■ To-do list:
**a)** Reproduce the article on Lebanon's private sector economy word for word, between "Abu Dhabi, UAEMonday" and "months of turmoil.", inclusive.
**b)** From the article on Lebanon's private sector economy, list every factor that the subheading says is creating an uncertain environment.
**c)** Answer these questions using the article on Lebanon's private sector economy:
(i) In which month did the private sector economy continue to contract?
(ii) Which city's seaport was hit by the explosion mentioned in the photo caption?
(iii) What date appears at the top of the article?

■ Source excerpt:
+-------+

Abu Dhabi, UAEMonday 21 September 2020

Lebanon’s private sector economy continued to contract in July as output falls

The lira’s depreciation against dollar, surge in inflation and lack of reforms creating an uncertain environment

A banner with representations of the Lebanese flag hangs on a damaged building in a neighbourhood near the scene of last week's explosion that hit the seaport of Beirut, Lebanon, Wednesday, August 12, 2020. AP Photo
A banner with representations of the Lebanese flag hangs on a damaged building in a neighbourhood near the scene of last week's explosion that hit the seaport of Beirut, Lebanon, Wednesday, August 12, 2020. AP Photo

Lebanon’s private sector economy continued to contract in July, but at a softer pace, as weak demand and a sharp fall in output worsened business conditions, putting more pressure on an economy that has faced months of turmoil.

+-------+

■ Dataset excerpt:
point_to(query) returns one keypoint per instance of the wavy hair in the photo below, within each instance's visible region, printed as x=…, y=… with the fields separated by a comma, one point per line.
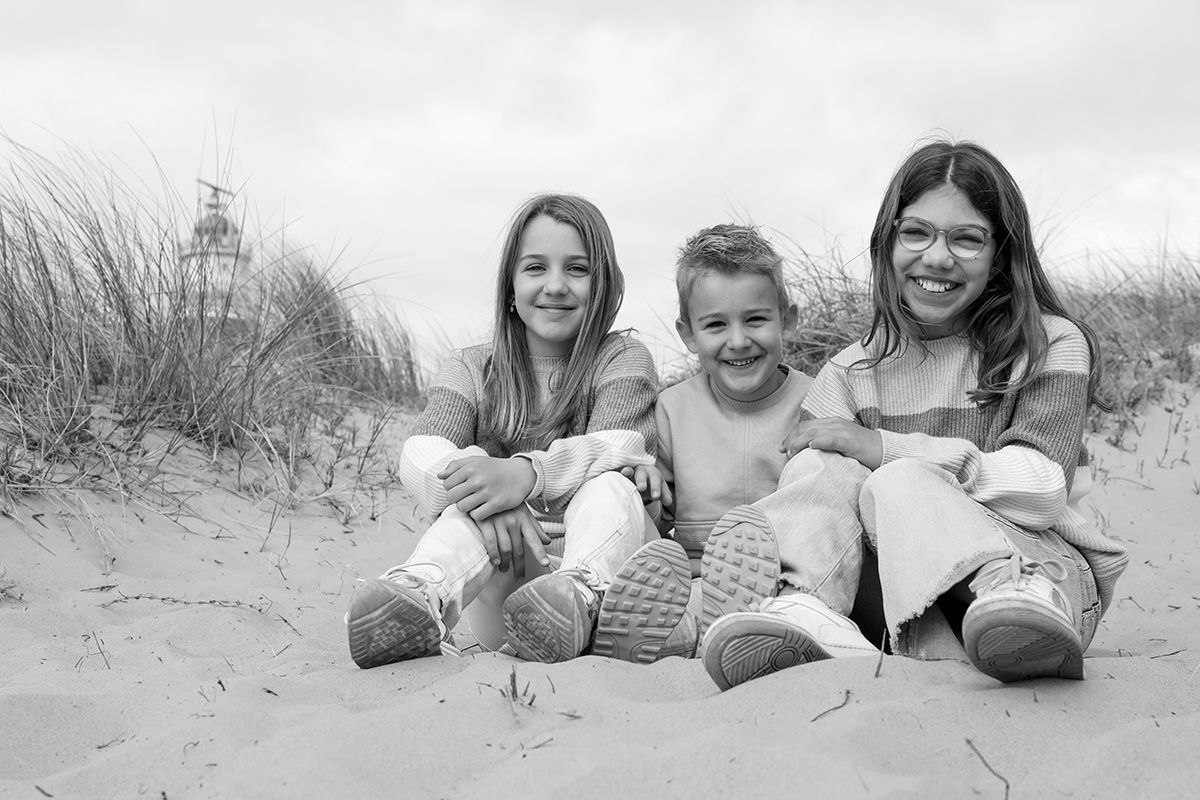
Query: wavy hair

+-------+

■ Results for each task:
**a)**
Abu Dhabi, UAEMonday 21 September 2020

Lebanon’s private sector economy continued to contract in July as output falls

The lira’s depreciation against dollar, surge in inflation and lack of reforms creating an uncertain environment

A banner with representations of the Lebanese flag hangs on a damaged building in a neighbourhood near the scene of last week's explosion that hit the seaport of Beirut, Lebanon, Wednesday, August 12, 2020. AP Photo
A banner with representations of the Lebanese flag hangs on a damaged building in a neighbourhood near the scene of last week's explosion that hit the seaport of Beirut, Lebanon, Wednesday, August 12, 2020. AP Photo

Lebanon’s private sector economy continued to contract in July, but at a softer pace, as weak demand and a sharp fall in output worsened business conditions, putting more pressure on an economy that has faced months of turmoil.

**b)**
- The lira's depreciation against the dollar
- A surge in inflation
- A lack of reforms

**c)**
(i) July
(ii) Beirut
(iii) Monday 21 September 2020